** DATA EXCERPTS follows **
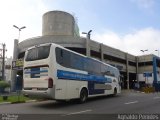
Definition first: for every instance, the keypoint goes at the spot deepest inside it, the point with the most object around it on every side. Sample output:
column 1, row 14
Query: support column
column 101, row 51
column 14, row 72
column 87, row 47
column 137, row 60
column 127, row 70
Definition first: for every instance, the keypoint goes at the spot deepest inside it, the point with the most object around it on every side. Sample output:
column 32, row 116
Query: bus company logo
column 9, row 117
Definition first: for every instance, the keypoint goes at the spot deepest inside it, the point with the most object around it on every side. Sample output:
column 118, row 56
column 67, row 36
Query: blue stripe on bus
column 79, row 76
column 34, row 72
column 92, row 90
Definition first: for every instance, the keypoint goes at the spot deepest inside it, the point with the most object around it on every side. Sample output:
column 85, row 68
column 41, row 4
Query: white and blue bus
column 54, row 72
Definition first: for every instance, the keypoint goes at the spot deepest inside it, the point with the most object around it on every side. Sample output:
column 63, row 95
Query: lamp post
column 158, row 52
column 3, row 59
column 87, row 42
column 19, row 29
column 144, row 64
column 15, row 57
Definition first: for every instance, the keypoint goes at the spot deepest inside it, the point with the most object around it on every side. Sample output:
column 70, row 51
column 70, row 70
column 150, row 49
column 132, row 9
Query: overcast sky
column 128, row 25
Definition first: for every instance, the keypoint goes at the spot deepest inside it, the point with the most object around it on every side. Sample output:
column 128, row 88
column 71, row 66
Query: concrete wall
column 58, row 23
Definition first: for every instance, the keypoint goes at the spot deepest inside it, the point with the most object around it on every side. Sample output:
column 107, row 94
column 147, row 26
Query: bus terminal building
column 60, row 27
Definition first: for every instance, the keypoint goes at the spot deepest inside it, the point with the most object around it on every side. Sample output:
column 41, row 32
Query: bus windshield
column 38, row 53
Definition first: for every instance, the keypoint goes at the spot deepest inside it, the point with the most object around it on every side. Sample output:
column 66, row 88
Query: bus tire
column 83, row 95
column 115, row 92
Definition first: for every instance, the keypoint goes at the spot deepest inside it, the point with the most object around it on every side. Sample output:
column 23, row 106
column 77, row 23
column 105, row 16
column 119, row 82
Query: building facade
column 61, row 28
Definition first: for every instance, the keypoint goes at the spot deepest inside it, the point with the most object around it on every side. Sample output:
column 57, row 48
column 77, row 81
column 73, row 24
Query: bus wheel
column 115, row 92
column 83, row 95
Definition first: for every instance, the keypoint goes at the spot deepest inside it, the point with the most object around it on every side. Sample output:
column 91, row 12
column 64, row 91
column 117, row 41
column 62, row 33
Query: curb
column 28, row 101
column 5, row 103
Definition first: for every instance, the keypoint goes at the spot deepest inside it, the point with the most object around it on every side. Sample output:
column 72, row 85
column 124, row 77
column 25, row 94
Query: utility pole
column 3, row 60
column 88, row 35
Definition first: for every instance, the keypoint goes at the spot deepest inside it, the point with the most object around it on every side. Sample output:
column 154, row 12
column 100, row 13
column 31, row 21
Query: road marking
column 131, row 102
column 77, row 112
column 156, row 98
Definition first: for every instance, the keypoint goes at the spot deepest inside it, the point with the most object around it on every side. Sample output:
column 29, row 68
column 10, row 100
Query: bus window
column 38, row 53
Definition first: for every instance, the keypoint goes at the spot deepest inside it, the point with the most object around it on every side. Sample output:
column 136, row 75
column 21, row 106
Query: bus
column 53, row 72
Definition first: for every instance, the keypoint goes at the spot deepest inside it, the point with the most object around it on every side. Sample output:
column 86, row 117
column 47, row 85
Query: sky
column 127, row 25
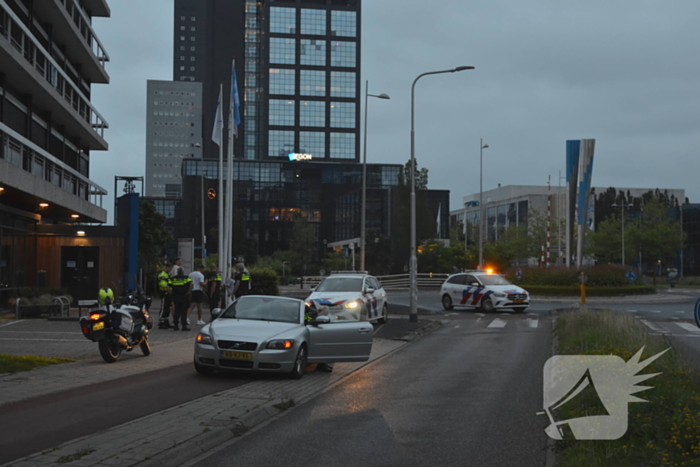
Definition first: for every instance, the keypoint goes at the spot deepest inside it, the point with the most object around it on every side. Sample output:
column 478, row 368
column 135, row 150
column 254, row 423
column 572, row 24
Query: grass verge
column 14, row 364
column 665, row 431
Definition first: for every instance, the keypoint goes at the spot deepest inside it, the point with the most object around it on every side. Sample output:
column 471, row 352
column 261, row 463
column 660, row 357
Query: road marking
column 655, row 328
column 497, row 323
column 10, row 324
column 688, row 327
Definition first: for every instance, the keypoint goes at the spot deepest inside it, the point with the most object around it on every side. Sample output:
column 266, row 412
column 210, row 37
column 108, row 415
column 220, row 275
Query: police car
column 352, row 292
column 484, row 290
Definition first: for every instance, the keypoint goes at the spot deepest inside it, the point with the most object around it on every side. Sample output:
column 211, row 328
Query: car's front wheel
column 299, row 363
column 447, row 302
column 487, row 304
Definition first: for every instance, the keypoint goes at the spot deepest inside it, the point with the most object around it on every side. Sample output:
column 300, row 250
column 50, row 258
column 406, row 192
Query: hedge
column 598, row 276
column 264, row 282
column 566, row 291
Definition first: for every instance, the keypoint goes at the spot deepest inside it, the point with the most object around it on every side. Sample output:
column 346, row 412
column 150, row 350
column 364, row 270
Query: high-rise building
column 173, row 133
column 50, row 56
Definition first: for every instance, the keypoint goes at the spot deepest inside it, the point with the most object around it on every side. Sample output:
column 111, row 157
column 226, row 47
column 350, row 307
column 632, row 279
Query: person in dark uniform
column 214, row 287
column 166, row 297
column 180, row 285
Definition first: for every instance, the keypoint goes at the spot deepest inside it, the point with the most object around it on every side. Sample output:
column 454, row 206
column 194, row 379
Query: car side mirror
column 325, row 319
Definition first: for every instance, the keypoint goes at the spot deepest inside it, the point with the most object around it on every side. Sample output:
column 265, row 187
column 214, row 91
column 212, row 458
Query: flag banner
column 235, row 101
column 218, row 123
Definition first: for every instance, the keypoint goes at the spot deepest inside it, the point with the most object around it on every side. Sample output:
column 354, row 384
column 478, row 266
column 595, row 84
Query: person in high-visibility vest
column 181, row 290
column 243, row 282
column 166, row 297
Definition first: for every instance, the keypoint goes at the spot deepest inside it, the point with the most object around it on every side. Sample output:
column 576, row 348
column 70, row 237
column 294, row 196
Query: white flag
column 438, row 219
column 218, row 123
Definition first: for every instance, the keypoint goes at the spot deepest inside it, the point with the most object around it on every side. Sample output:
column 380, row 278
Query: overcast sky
column 625, row 73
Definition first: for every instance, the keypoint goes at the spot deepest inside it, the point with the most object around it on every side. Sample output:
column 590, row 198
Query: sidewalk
column 193, row 428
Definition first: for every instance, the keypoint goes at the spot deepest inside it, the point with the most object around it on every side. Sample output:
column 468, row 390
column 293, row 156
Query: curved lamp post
column 413, row 260
column 363, row 228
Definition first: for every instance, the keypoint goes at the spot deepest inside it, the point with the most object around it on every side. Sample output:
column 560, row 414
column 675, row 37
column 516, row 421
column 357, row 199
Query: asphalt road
column 466, row 394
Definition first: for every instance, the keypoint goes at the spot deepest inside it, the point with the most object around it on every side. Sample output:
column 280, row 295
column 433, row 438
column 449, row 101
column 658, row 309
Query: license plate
column 238, row 355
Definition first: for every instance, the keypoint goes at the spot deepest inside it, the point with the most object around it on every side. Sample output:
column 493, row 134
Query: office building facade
column 173, row 133
column 50, row 56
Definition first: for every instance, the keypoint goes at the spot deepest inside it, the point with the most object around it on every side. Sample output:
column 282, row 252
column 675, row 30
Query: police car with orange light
column 483, row 289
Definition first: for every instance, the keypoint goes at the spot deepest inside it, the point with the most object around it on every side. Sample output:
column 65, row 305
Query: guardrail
column 403, row 281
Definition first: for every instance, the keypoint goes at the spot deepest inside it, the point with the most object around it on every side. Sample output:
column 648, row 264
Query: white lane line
column 689, row 327
column 655, row 327
column 497, row 323
column 10, row 324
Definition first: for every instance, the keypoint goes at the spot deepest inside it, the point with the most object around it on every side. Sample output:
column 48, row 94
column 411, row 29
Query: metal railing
column 82, row 21
column 403, row 281
column 17, row 33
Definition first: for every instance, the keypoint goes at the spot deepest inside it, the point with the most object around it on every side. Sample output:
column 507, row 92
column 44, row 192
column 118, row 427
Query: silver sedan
column 279, row 334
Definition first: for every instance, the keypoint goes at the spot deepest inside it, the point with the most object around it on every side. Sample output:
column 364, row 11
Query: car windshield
column 493, row 279
column 340, row 284
column 264, row 309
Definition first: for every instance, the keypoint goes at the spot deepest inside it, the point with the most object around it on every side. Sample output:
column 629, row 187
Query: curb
column 205, row 442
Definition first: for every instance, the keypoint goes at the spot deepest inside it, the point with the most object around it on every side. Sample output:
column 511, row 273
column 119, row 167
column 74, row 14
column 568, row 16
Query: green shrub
column 598, row 276
column 264, row 282
column 575, row 290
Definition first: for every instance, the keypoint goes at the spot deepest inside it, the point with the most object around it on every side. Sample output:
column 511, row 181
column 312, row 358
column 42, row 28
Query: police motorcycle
column 119, row 325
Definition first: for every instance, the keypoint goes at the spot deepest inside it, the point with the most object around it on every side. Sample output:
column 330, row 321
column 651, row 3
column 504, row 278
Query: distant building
column 50, row 56
column 173, row 133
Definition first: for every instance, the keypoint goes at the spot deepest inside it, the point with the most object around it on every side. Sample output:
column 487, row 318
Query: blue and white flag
column 218, row 123
column 235, row 101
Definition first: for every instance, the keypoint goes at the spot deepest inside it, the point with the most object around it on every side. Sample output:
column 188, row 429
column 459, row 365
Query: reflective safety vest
column 163, row 281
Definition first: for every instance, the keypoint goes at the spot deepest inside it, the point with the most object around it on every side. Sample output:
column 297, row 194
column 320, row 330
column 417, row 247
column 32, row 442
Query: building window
column 280, row 143
column 342, row 145
column 313, row 52
column 313, row 83
column 343, row 114
column 283, row 20
column 281, row 112
column 343, row 84
column 282, row 50
column 312, row 113
column 314, row 143
column 313, row 22
column 343, row 54
column 344, row 23
column 282, row 81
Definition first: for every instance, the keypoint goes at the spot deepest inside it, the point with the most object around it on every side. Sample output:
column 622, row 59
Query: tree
column 153, row 237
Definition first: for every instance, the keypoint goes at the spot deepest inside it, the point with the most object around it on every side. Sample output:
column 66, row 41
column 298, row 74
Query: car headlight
column 281, row 344
column 204, row 338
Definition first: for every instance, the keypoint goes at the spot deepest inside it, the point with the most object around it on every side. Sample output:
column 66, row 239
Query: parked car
column 270, row 333
column 484, row 290
column 349, row 291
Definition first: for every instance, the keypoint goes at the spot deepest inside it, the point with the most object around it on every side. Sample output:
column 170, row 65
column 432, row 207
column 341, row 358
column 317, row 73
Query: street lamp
column 364, row 179
column 482, row 146
column 623, row 206
column 413, row 261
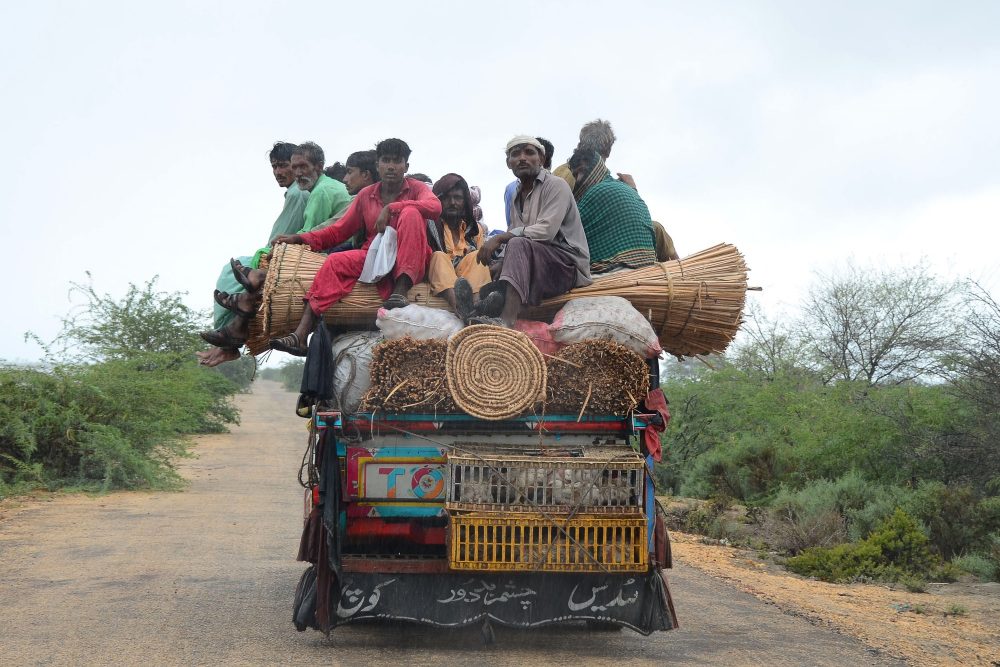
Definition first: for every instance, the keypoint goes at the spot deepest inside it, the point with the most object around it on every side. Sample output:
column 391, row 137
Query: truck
column 449, row 520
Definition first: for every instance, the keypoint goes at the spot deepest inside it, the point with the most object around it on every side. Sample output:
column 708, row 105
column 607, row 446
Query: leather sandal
column 290, row 344
column 396, row 301
column 231, row 303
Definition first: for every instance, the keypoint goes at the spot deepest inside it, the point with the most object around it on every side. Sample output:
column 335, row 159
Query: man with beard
column 396, row 201
column 327, row 198
column 455, row 238
column 546, row 252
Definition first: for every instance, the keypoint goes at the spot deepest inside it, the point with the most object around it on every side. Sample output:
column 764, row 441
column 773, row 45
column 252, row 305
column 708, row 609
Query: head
column 393, row 157
column 361, row 171
column 281, row 162
column 423, row 178
column 582, row 161
column 336, row 171
column 307, row 165
column 456, row 200
column 598, row 135
column 549, row 151
column 525, row 156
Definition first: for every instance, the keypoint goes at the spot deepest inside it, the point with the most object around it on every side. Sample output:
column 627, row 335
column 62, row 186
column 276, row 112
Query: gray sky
column 804, row 133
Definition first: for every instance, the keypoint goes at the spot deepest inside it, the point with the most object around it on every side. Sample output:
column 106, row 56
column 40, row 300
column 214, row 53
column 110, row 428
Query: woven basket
column 694, row 304
column 494, row 373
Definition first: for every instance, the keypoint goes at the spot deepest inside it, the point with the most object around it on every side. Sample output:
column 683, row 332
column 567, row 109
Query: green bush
column 896, row 550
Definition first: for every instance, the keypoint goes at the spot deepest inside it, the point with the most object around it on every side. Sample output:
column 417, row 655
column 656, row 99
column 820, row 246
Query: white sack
column 608, row 318
column 419, row 322
column 381, row 257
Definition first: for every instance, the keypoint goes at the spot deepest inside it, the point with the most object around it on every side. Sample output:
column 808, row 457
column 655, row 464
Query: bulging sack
column 352, row 353
column 605, row 318
column 419, row 322
column 381, row 257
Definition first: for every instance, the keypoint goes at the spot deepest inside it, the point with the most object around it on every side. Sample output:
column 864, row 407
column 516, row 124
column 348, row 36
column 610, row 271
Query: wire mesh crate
column 588, row 485
column 532, row 542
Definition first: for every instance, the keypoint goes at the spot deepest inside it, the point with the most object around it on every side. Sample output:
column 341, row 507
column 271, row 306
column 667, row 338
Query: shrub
column 897, row 549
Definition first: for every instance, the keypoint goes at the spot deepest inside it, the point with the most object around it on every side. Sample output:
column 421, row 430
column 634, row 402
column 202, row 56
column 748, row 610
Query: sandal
column 231, row 303
column 396, row 301
column 290, row 344
column 242, row 275
column 222, row 338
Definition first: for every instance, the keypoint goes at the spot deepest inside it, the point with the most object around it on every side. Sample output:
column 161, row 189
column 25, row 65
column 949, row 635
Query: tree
column 144, row 321
column 880, row 326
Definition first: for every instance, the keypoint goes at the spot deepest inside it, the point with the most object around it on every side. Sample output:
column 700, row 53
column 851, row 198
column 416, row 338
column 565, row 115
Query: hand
column 628, row 180
column 486, row 252
column 383, row 219
column 291, row 239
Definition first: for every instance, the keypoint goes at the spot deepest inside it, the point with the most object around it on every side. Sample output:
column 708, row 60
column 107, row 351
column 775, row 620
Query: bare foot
column 217, row 355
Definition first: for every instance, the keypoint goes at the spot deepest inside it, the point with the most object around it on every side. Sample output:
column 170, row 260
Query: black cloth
column 317, row 376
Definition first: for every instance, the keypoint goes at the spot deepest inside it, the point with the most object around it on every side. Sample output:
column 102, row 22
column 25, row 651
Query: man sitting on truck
column 455, row 237
column 615, row 218
column 545, row 249
column 396, row 201
column 326, row 198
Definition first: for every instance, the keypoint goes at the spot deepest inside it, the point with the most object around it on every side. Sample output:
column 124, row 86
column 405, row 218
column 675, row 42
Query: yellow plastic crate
column 531, row 542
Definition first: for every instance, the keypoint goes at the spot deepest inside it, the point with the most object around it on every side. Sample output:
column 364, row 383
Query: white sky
column 805, row 133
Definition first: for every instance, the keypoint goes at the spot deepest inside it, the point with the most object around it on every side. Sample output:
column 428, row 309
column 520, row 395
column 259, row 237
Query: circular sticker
column 427, row 483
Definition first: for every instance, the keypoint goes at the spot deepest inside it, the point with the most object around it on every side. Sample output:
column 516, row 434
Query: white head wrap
column 524, row 139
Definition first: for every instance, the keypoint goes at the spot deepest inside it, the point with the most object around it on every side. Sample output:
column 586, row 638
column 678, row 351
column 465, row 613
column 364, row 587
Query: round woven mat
column 494, row 372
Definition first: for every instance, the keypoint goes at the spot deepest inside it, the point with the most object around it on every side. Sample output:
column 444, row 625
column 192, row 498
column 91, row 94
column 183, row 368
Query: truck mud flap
column 640, row 602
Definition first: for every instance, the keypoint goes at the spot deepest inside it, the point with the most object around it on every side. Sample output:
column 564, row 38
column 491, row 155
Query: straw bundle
column 493, row 372
column 694, row 304
column 596, row 377
column 408, row 375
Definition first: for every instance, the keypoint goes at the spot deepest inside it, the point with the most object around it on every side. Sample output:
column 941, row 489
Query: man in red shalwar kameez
column 396, row 201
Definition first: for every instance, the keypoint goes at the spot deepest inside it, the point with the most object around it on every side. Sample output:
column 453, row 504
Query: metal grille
column 535, row 543
column 585, row 485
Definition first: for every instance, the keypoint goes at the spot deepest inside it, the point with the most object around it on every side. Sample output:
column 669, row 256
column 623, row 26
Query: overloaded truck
column 451, row 520
column 488, row 475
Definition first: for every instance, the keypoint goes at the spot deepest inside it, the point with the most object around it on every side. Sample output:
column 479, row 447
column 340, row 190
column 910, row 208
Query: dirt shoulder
column 949, row 624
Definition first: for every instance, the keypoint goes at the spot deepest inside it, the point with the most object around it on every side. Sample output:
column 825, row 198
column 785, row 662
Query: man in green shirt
column 326, row 198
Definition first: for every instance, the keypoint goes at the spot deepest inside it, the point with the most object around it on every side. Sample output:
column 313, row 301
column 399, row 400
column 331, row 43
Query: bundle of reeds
column 408, row 375
column 596, row 377
column 695, row 304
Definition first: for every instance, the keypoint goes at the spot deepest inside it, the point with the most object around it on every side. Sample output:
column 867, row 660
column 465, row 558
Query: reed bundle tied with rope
column 408, row 375
column 493, row 372
column 596, row 377
column 695, row 304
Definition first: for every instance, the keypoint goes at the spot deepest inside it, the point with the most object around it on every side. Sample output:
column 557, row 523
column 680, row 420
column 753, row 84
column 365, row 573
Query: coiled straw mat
column 493, row 372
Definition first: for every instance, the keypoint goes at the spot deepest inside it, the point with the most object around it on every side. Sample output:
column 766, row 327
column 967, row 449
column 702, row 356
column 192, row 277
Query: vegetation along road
column 206, row 575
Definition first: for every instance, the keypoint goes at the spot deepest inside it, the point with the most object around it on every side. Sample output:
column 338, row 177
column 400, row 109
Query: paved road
column 206, row 576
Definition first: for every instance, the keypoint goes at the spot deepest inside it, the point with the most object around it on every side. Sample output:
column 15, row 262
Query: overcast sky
column 136, row 135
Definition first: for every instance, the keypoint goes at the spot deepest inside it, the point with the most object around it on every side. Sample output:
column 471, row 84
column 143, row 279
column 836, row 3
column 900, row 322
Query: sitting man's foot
column 396, row 301
column 463, row 300
column 217, row 355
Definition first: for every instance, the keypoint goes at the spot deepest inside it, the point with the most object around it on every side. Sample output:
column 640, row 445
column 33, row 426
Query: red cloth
column 656, row 402
column 340, row 272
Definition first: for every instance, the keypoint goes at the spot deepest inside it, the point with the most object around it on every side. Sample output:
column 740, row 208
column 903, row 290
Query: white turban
column 524, row 139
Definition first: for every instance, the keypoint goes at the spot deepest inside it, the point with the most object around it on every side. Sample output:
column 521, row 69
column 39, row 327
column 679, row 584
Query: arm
column 554, row 205
column 338, row 232
column 426, row 203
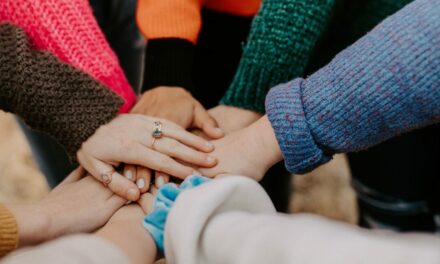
** End of DATA EXCERPTS **
Take the lines from the one containing "column 338, row 177" through the last line of the listing and repeat them exactly. Omit the pictures.

TASK RESULT:
column 338, row 177
column 400, row 109
Query: paved road
column 206, row 576
Definition first: for every instance, the keypoint goes at the spot deepest inside it, the point with the most object around it on every side. Sample output:
column 15, row 262
Query: overcast sky
column 136, row 135
Definition first: for every instance, the keypoint goes at the spot deepest inside it, the point with the most object around it on every side. Sample output:
column 471, row 84
column 143, row 279
column 836, row 3
column 900, row 322
Query: sitting man's foot
column 396, row 301
column 463, row 300
column 217, row 355
Definition first: for every instance, the keypoint goes at the spot deepest inside it, the point with the most object around it on every side. Sample output:
column 640, row 445
column 33, row 426
Query: red cloth
column 656, row 402
column 340, row 272
Definition first: for every instance, the keypoint goes at the spot deepest inside it, the point with the most object around it on every side. Sample output:
column 740, row 208
column 903, row 290
Query: white turban
column 524, row 139
Definition first: for every instance, the keypoint goes at the spot deepest inside it, the point with the most object around it on every side. Sample output:
column 521, row 69
column 39, row 327
column 679, row 584
Query: arm
column 554, row 205
column 338, row 232
column 426, row 203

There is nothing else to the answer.